[TASK BRIEF] Count the lines in the entries below that contain the string "white", treating uppercase and lowercase letters as different. Reply with the number alone.

'''

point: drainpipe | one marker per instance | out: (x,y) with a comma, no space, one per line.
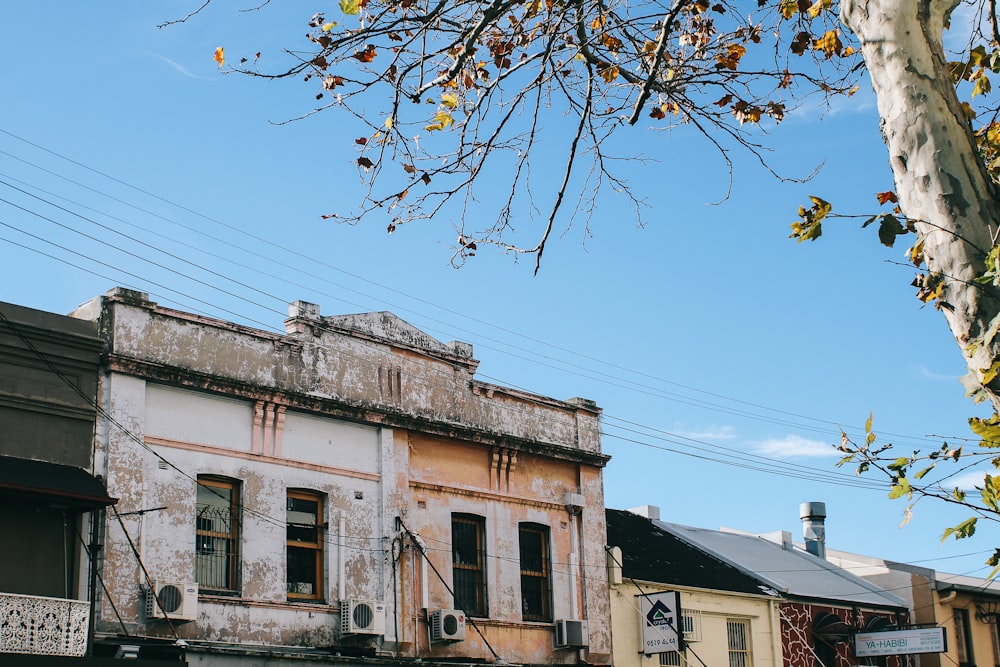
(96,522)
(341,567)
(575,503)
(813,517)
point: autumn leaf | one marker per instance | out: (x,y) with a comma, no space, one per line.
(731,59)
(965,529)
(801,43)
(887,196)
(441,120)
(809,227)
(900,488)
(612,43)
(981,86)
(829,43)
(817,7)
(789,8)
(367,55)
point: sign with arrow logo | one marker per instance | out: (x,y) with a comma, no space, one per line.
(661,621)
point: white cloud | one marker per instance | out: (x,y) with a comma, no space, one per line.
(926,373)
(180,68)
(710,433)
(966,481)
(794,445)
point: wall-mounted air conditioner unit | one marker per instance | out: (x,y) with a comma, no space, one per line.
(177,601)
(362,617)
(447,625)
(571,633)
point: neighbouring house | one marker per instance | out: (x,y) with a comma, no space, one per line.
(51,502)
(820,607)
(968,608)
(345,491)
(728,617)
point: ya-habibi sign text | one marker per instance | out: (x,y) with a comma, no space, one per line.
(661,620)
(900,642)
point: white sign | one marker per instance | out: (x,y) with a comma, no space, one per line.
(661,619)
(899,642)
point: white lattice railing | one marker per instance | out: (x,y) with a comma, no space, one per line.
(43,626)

'''
'''

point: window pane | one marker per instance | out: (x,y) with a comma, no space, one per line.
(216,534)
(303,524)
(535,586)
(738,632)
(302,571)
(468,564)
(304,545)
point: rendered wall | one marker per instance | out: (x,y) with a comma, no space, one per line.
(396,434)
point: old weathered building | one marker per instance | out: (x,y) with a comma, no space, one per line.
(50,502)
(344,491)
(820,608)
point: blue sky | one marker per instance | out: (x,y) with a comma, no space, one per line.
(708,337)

'''

[RESULT BELOW] 3